WHAT TO DO>
Would you restate each entry word for word, omitting the pictures?
[EXCERPTED RECORDS — start]
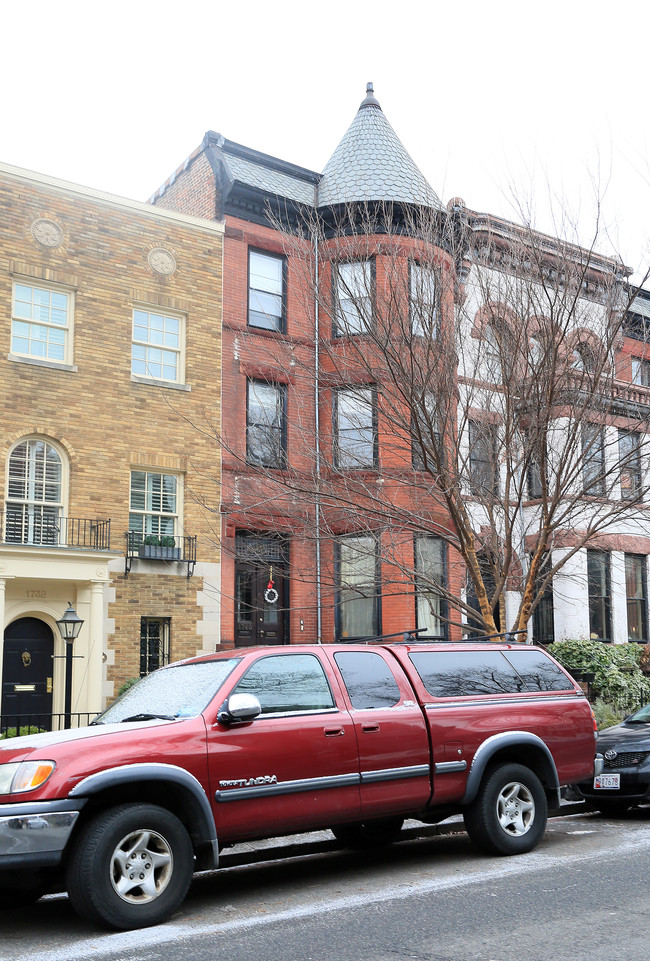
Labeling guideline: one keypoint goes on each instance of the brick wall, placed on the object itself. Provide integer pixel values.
(103, 421)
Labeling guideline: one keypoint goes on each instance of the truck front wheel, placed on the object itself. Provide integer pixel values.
(510, 811)
(130, 867)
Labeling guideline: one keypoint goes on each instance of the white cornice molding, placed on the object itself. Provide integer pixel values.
(21, 175)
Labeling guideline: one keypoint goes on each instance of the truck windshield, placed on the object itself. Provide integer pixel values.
(176, 691)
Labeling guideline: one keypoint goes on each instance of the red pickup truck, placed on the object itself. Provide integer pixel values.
(269, 741)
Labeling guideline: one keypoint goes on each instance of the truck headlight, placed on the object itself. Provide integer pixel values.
(22, 776)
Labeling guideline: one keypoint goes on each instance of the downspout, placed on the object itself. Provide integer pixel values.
(319, 610)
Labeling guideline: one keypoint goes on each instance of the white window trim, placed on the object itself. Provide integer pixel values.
(68, 349)
(180, 495)
(179, 383)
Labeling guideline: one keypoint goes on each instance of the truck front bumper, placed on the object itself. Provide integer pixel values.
(35, 835)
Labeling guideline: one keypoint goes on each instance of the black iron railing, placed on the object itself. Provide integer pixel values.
(36, 527)
(179, 548)
(14, 725)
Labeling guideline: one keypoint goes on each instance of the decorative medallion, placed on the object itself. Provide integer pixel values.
(47, 232)
(162, 261)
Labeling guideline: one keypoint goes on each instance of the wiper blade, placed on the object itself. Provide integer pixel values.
(149, 717)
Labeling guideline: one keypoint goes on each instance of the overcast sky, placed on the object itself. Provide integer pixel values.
(503, 104)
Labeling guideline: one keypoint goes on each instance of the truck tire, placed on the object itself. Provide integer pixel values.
(130, 867)
(509, 813)
(368, 834)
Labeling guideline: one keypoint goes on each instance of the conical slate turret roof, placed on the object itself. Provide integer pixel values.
(370, 163)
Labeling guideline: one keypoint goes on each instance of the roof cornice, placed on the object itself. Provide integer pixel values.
(66, 188)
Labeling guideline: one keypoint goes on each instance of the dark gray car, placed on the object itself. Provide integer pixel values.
(625, 780)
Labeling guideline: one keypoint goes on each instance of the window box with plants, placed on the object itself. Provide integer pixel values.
(161, 547)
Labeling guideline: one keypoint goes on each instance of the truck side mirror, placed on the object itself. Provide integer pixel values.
(239, 709)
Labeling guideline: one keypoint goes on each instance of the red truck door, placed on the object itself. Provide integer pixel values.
(391, 733)
(293, 768)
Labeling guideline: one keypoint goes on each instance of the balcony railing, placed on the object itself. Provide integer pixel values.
(34, 527)
(180, 548)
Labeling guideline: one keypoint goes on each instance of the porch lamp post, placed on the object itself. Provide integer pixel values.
(69, 626)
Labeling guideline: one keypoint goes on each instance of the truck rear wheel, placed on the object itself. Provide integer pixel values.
(510, 811)
(368, 834)
(130, 867)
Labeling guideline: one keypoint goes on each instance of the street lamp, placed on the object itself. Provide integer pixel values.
(69, 626)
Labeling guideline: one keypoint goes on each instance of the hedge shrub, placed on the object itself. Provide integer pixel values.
(618, 678)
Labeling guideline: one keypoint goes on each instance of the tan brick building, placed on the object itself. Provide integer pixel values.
(110, 359)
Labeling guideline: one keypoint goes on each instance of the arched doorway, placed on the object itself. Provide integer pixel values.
(27, 668)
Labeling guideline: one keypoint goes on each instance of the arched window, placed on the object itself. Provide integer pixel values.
(34, 493)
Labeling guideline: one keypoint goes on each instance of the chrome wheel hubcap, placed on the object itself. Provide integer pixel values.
(141, 867)
(515, 809)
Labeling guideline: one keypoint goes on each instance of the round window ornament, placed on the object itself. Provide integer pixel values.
(47, 232)
(162, 261)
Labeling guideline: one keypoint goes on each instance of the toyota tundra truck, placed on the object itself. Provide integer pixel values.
(261, 742)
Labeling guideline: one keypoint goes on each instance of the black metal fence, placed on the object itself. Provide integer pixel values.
(16, 725)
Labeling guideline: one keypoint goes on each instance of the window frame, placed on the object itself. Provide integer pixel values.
(480, 432)
(599, 604)
(30, 507)
(280, 328)
(423, 593)
(593, 453)
(137, 535)
(179, 352)
(339, 461)
(374, 599)
(281, 407)
(164, 644)
(432, 310)
(340, 329)
(66, 361)
(630, 464)
(640, 603)
(640, 371)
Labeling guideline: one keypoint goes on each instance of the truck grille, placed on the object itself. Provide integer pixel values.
(627, 759)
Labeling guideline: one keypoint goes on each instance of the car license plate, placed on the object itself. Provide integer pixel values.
(607, 782)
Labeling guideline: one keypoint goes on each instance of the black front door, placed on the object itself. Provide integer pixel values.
(259, 604)
(27, 674)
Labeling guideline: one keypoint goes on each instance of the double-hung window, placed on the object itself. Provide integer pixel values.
[EXCERPTED RECORDS — finish]
COMPLETED TASK>
Labeling guideline: one keypoint goes on each instance of the brick wall, placed on the object itself. Provide integer pixel values.
(103, 421)
Labeling guideline: one keypoint goes on each instance of the truck front wheel, placed on the object itself. Provide integer pixel values.
(510, 811)
(130, 867)
Labeling guideline: one keypoint goes on each instance of the white cornice molding, placed on the object itself. Provide integer pixel values.
(21, 175)
Labeling guideline: one keypoint goes on each instance of the truck windshield, placed on the object itself. Provide integer pixel values.
(176, 691)
Labeling guideline: one keypoint goes on each instance of the red pickup truck, placed on the object itself. Provide integer pixel values.
(269, 741)
Labeling guideline: one keypoint goes on each instance of the truck headlight, placed on the object itself. Provide integer pixel values.
(22, 776)
Labeling guideline: one keypoint goes on each instance of the downspout, placed on the object itself. Provide integer pixel values.
(319, 610)
Labeling guideline: one keypoint goes on each instance of the white window trim, placed on the object itself. Provide integer pixel values.
(68, 349)
(180, 495)
(179, 383)
Labeling guideline: one keypoint goes on each instance of the truck front bumper, placed on the object itself. Provide integer pixel values.
(35, 835)
Labeling guideline: one keypoint goes on each instance of the black iron railing, placed on the object itself. Provide integer pixel values.
(36, 527)
(179, 548)
(14, 725)
Labeling guideline: one keypoint goes on each instance of the decorative medallion, placed on the object itself. Provide integer pixel values.
(47, 232)
(162, 261)
Labeling guideline: one keypoint goes on each instance of the wiper blade, placed on the object itself. Provide integer pixel values.
(149, 717)
Labeling guideline: one keypoint goes on each instance of the overcast sky, placed on the object itself. Provide integer pixel values.
(503, 104)
Labeling guideline: one keypoint goes on each instance of the truck tire, placed on the object itself. Provide integer pixel values.
(130, 867)
(509, 813)
(368, 834)
Labeling guideline: one keypoint goes on each instance of the conical slate turret roof, placed on the object itself. Provide integer pixel values.
(370, 163)
Labeling guideline: one keypoint goes on each instance of the roof cornice, placed on the object itself. Provide integer pixel values.
(66, 188)
Labeling guideline: one keypoint goes on each instance of the dark gray car, placed on the object itself. Provide integer pixel values.
(625, 780)
Labeling guideline: one keypoint goes on each instance of the window box with plants, placed on the object itself. Provide integer pixel values.
(161, 547)
Labeling guideline: one keypoint goes on each instance of the truck side mirror, placed on the object itself. Provide integer pixel values.
(239, 709)
Labeling guideline: one keypoint goes on each instance of the red truck door, placed on the object itself. Provide integer pixel values.
(391, 733)
(293, 768)
Labeling guideline: one keypoint goes on each instance of the balcony railing, placed on the object itself. Provide integer pixel values.
(34, 527)
(180, 548)
Labeling guideline: one keypoint goes on each instance of the porch lamp post, placed on the object itself. Provide integer pixel values.
(69, 626)
Labeling guideline: one keypoint goes on each instance of the truck rear wheel, placed on the object itself. Provide integer pixel values.
(510, 811)
(368, 834)
(130, 867)
Labeling guideline: one keypoint goes on each instance of the street lamp, placed on the object itself. Provide integer pixel values.
(69, 626)
Labeling guideline: one keypoint goes on each instance of the hedge shrub, placed on the object itself. Provide integer pixel values.
(618, 678)
Labeling guideline: one keypoint goes on each instance of the tan brick building, placed on the object itself. Provide integer pixel values.
(110, 359)
Labeling guideline: one keypoint goes on each instance of the arched doorway, placed on the object itself. Provide integer pixel values.
(27, 668)
Labeling guideline: one keypoint goes on each instance of the arched window, placed on the object itself. Provide integer pixel values.
(34, 493)
Labeling guideline: one keypoint goes on each instance of the chrome wheel hubcap, placed on the object itself. Provide integer pixel values.
(141, 867)
(515, 809)
Labeling guideline: one keypoint goes on each instance of the round window ornament, placed on the object itself. Provide integer pixel values.
(47, 232)
(162, 261)
Labeling guideline: one keypoint goes on each instance of the toyota tundra truck, placed on the object itself. Provide integer pixel values.
(261, 742)
Labeling guideline: one keypoint goes on each instance of the black metal fence, placed on the object itself. Provide integer pixel values.
(16, 725)
Labeling guideline: one keypoint goes on each instance of the window frame, placed on the object itself. Provide integer pixel values.
(480, 432)
(599, 604)
(30, 507)
(280, 328)
(423, 593)
(593, 453)
(137, 535)
(179, 352)
(339, 461)
(374, 599)
(281, 407)
(164, 644)
(432, 310)
(340, 329)
(66, 361)
(630, 464)
(640, 603)
(640, 371)
Labeling guideline: one keypoint goes on each instance of the truck grille, placed on the object itself. Provide integer pixel values.
(627, 759)
Labeling guideline: one keypoint goes on each instance of the car license plate, placed on the object itself. Provide integer pixel values.
(607, 782)
Labeling guideline: one keypoint goes on each instance of the black front door, placed on the object itself. Provide integer pixel values.
(259, 604)
(27, 674)
Labeling guideline: one keypoint goes on each instance of the double-hung window, placed on the object itself. Provide integer pixel values.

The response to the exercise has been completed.